### SUPPLIED PASSAGE
An American Life
Page 39
During my remaining four and a half years in the White House, I continued to take a great interest in the changes slowly coming to China. It was still a decidedly Communist country, but in encouraging small businesses and freeing farm workers from their collective farms, allowing them to lease the land they had tilled and to share in the profits from it, they were creating entrepreneurs. Whatever they called it, it was the beginning of a free enterprise system—and with it, they increased agricultural productivity in some areas by almost four times.
I don’t claim the vision to have foreseen in 1984 all the dramatic changes that came later to the Communist world. But the events in China and Poland made me feel optimistic; they were an exciting glimmer on the horizon, the first public admission in the Communist world that Communism wasn’t working . . . a harbinger of its collapse.
Only history can tell us where China will go from here. The Chinese leadership’s brutal crackdown on students seeking fundamental democratic rights makes it difficult to chart the future. Those brave students who laid down their lives against the tanks of Tiananmen Square confirmed what I’d always believed: that no totalitarian society can bottle up the instinctive drive of men and women to be free, and that once you give a captive people a little freedom, they’ll demand more. Still, as I watched that drama unfold and learned of the students’ fate, I couldn’t help but wonder if it might not have been better if they had waited and not moved so soon. I understood and sympathized with them, as anyone would, but I knew there were people in their government trying slowly to increase democracy and freedom in China, and the students’ revolt, as courageous as it was, might in the long run have made it more difficult for them to carry out what they were trying to do.
As I say, the future is hard to predict in China, although I’m still betting on the triumph there of the tidal wave of freedom that is sweeping across our world.

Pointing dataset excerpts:
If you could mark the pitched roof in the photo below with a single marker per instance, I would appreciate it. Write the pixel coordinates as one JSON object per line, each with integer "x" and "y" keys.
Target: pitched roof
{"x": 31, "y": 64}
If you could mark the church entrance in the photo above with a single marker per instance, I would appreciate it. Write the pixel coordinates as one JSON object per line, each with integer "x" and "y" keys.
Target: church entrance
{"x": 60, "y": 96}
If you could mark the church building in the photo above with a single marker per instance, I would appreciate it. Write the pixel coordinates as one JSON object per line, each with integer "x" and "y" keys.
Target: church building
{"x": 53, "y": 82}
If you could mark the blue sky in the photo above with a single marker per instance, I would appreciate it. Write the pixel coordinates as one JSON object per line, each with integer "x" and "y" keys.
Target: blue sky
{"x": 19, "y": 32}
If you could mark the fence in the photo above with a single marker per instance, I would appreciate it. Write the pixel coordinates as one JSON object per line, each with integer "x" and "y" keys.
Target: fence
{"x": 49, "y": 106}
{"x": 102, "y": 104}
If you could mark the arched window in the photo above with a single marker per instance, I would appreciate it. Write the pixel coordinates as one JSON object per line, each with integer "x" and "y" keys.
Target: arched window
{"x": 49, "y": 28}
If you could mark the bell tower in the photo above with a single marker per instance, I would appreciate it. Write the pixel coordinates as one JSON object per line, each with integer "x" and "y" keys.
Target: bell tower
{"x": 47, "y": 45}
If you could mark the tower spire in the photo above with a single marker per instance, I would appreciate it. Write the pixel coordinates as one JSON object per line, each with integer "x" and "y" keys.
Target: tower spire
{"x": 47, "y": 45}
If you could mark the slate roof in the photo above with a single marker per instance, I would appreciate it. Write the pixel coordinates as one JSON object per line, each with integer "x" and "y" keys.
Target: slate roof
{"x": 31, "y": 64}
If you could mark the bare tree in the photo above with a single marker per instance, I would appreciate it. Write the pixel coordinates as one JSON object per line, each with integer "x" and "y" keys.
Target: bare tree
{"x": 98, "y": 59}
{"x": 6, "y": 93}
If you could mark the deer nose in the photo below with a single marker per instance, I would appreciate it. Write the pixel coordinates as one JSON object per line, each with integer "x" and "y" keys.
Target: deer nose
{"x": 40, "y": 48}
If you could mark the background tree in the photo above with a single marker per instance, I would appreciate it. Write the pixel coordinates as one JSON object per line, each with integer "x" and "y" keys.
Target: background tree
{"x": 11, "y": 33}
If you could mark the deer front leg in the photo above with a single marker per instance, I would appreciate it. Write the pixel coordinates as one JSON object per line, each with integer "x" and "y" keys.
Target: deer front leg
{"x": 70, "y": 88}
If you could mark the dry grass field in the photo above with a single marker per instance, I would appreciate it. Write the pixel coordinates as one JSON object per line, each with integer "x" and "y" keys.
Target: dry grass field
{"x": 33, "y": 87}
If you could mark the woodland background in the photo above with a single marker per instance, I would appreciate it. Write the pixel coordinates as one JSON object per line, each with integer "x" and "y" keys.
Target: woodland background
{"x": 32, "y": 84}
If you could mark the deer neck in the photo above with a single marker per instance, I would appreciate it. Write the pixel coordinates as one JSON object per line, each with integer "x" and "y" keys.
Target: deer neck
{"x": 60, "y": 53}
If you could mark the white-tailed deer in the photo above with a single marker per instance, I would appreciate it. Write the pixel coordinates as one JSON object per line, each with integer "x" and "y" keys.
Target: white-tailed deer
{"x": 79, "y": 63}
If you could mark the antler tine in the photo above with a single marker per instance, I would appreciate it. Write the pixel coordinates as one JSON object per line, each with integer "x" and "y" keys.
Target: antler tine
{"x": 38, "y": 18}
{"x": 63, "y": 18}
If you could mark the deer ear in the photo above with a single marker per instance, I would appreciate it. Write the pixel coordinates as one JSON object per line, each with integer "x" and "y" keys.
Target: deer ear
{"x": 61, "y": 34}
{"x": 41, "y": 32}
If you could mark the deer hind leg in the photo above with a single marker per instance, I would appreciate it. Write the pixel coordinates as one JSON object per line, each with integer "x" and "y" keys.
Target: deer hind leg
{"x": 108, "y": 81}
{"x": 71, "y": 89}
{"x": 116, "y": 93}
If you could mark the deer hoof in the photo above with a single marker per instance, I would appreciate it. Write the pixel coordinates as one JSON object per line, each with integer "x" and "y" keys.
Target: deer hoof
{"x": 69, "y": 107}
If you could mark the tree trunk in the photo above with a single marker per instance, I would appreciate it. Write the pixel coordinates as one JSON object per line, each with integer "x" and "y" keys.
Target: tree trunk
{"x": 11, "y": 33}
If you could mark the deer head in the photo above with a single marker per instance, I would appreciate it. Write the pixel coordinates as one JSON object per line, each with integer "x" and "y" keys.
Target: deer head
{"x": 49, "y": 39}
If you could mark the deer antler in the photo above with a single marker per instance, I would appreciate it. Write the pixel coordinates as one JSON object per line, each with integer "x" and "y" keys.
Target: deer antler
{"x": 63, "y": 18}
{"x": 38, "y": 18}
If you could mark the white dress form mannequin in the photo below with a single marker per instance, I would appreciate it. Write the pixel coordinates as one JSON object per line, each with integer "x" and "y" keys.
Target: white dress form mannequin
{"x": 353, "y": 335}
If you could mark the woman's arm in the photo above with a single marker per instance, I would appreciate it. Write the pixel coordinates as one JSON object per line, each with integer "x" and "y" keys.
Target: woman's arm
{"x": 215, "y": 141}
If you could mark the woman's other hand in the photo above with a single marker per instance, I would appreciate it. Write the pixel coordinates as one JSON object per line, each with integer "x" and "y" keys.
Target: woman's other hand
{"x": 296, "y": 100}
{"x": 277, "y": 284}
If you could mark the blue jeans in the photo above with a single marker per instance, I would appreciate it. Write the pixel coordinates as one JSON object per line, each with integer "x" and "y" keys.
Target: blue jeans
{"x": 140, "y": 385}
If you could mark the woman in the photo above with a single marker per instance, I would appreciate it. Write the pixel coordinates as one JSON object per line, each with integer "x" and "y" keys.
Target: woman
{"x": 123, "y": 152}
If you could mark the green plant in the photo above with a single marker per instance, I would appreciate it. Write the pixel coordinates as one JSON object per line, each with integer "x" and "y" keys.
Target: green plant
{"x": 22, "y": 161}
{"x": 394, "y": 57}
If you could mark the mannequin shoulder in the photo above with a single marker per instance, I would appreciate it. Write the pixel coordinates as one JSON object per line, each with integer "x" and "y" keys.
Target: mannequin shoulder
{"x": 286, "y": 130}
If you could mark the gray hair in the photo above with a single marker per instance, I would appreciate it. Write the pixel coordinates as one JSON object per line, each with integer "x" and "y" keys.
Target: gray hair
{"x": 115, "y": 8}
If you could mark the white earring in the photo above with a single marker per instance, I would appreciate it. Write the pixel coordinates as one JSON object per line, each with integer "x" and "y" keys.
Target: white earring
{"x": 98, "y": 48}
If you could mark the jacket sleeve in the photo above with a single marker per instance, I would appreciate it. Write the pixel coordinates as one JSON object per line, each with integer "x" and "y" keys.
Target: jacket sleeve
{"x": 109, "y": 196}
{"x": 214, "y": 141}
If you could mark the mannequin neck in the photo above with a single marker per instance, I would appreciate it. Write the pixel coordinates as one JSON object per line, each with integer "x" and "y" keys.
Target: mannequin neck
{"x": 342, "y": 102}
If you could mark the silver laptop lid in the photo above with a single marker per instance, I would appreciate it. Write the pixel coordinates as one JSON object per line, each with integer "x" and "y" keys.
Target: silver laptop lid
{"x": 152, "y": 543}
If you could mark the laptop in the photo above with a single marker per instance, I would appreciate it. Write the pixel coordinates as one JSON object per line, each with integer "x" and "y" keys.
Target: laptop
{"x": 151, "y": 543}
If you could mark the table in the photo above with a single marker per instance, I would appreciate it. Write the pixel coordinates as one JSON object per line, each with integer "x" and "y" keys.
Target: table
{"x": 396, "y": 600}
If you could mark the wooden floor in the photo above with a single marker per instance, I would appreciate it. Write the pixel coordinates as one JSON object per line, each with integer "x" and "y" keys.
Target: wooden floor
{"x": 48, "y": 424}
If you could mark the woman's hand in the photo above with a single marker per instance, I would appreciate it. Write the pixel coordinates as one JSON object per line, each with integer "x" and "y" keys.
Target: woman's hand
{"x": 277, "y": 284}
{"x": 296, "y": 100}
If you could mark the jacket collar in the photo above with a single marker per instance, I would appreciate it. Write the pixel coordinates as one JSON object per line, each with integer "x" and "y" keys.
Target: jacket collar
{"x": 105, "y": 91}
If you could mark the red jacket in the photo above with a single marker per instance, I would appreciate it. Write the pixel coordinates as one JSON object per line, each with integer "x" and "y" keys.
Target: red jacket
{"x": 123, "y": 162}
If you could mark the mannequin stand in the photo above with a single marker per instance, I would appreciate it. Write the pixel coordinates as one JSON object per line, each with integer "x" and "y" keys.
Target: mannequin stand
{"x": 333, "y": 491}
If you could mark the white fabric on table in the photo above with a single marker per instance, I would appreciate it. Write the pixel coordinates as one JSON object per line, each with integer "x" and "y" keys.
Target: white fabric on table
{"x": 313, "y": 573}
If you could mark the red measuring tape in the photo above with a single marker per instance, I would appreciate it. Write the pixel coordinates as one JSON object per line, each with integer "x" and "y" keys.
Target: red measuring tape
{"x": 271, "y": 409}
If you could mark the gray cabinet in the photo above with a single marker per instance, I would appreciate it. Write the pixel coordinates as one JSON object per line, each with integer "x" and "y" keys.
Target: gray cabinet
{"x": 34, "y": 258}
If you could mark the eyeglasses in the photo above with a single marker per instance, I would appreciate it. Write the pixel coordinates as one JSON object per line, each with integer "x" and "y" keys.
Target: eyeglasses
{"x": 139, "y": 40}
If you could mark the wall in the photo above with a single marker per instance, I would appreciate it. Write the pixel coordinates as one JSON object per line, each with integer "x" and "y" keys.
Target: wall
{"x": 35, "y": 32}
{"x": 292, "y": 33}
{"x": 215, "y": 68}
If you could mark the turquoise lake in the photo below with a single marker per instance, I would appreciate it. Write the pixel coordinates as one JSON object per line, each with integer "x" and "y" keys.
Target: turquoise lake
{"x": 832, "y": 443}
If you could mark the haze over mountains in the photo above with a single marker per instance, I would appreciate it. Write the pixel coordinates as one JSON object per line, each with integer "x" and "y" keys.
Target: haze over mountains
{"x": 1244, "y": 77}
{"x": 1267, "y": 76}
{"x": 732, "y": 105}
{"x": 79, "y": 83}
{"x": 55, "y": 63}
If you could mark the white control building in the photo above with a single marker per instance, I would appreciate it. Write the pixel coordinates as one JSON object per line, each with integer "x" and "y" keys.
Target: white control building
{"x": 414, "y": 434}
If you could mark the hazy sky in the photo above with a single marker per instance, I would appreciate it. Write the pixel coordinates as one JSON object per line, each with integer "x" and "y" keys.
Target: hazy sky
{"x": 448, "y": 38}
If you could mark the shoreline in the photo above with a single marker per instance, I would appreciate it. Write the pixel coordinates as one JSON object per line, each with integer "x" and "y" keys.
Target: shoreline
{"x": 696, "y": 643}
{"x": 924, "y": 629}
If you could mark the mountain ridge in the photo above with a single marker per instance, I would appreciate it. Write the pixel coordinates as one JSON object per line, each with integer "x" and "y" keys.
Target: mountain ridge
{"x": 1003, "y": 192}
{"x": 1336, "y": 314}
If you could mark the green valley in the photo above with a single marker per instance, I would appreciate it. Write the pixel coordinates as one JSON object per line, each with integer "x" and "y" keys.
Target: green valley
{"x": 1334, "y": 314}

### STATED GOAL A
List the steps that the memoir passage about China says the Chinese were taking to create entrepreneurs.
### STATED GOAL B
Write the next part of the memoir passage about China, starting after its last sentence.
You can do the work without the material.

### TASK RESPONSE A
- Encouraging small businesses
- Freeing farm workers from their collective farms
- Allowing farm workers to lease the land they had tilled
- Allowing farm workers to share in the profits from that land

### TASK RESPONSE B
A few weeks after we got back from China, I left for the economic summit in London, making along the way two unforgettable stopovers.
In Ireland, we helicoptered to the village of Ballyporeen in County Tipperary. It was from here that my great-grandfather, Michael Reagan, had left for America during the middle of the nineteenth century, at a time of great hardship in his homeland. My father had been orphaned before he was six, and neither he nor I had ever known much about Jack’s side of the family. But presidents sometimes enjoy pleasant perks, and for the occasion of our visit, the Irish government had dug up our roots and introduced me to them.
In Ballyporeen, a priest showed me the handwritten entry recording the baptism of Michael Reagan in 1829, then we crossed a street to the church where his baptism had taken place. Next, I walked through the town where he grew up, shaking hands with as many people as I could, on the way to a pub that had been named after me. There, I quaffed a beer and was presented with a copy of my family tree researched by Burke’s Peerage; it showed that I was distantly related not only to Queen Elizabeth II, but also to John F. Kennedy.
At a reception in the pub, our hosts told me they had invited several of my distant relatives, including one who looked quite a bit like me. I’d often been told about people who supposedly bore a resemblance to me, and I’d never been able to see much similarity. But that day I got a shock: They brought in a man in his middle twenties who caused me to do a double-take. It was amazing how much he and I resembled each other—his eyes and hair, his whole facial structure all resembled mine. Since it had been over a century since my great-grandfather had left Ballyporeen for America, it was an eerie experience.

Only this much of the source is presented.